▶ _Task to complete_
Reproduce the entries below verbatim, beginning with their first line and ending with the line that contains "point(85, 68)", both included.

▶ _The input_
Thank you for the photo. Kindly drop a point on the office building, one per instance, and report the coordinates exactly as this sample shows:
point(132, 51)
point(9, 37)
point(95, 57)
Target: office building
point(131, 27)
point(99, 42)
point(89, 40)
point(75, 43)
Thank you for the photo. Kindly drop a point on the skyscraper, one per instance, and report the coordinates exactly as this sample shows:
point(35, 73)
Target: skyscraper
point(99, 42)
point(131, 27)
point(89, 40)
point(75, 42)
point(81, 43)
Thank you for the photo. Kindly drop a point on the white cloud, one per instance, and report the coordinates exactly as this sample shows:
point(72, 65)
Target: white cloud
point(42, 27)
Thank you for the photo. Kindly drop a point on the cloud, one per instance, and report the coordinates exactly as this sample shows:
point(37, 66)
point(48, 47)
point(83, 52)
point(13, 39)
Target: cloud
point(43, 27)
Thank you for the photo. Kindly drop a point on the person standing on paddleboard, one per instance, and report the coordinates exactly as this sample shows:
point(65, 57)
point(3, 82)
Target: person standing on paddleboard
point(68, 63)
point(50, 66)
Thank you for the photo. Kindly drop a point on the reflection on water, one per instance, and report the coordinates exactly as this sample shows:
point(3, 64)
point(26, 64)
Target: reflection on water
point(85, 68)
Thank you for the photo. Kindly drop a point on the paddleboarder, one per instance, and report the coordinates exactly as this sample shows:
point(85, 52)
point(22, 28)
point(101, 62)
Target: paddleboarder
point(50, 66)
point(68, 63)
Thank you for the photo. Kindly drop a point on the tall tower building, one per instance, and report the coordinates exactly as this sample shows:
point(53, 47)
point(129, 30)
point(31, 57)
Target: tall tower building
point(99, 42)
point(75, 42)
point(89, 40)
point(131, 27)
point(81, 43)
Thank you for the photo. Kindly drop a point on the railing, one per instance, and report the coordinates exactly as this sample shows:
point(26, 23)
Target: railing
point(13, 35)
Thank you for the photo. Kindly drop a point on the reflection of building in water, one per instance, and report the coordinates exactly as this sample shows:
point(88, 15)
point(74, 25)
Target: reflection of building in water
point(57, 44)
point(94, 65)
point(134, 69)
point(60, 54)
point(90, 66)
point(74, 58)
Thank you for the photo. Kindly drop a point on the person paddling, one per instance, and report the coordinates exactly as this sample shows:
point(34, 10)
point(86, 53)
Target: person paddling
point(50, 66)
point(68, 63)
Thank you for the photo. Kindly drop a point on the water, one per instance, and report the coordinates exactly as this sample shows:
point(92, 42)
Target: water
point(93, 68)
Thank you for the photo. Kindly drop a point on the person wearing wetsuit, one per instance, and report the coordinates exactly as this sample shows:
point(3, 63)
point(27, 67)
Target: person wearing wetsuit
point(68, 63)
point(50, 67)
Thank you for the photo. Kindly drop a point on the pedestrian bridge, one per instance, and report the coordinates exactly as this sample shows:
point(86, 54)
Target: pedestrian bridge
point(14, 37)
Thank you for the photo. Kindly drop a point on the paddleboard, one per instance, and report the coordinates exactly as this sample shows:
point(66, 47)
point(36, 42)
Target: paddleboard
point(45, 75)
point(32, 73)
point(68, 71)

▶ _Task output_
Thank you for the photo. Kindly drop a point on the office building, one per instance, and report the coordinates exactly as this sample shows:
point(132, 51)
point(9, 37)
point(95, 57)
Target: office building
point(131, 27)
point(99, 42)
point(89, 40)
point(75, 43)
Thank you for the photo. Kindly drop a point on the skyscraper, one per instance, and report the coordinates exactly as this sample shows:
point(35, 73)
Target: skyscraper
point(99, 42)
point(131, 27)
point(89, 40)
point(75, 42)
point(81, 43)
Thank you for the photo. Kindly drop a point on the white cloud, one per instance, and report the coordinates exactly as this sample shows:
point(72, 65)
Target: white cloud
point(42, 27)
Thank you for the photo. Kindly drop a point on the cloud, one per instance, and report the coordinates exactly as this sample shows:
point(37, 66)
point(48, 47)
point(83, 52)
point(13, 39)
Target: cloud
point(43, 27)
Thank you for the photo. Kindly drop a point on the person standing on paddleboard, one per instance, and report the coordinates exactly as this sample shows:
point(65, 57)
point(3, 82)
Target: person standing on paddleboard
point(68, 63)
point(50, 66)
Thank you for the photo. Kindly drop a point on the reflection on water, one per instance, and report the coordinates exactly as this sample shows:
point(3, 64)
point(26, 64)
Target: reflection on water
point(85, 68)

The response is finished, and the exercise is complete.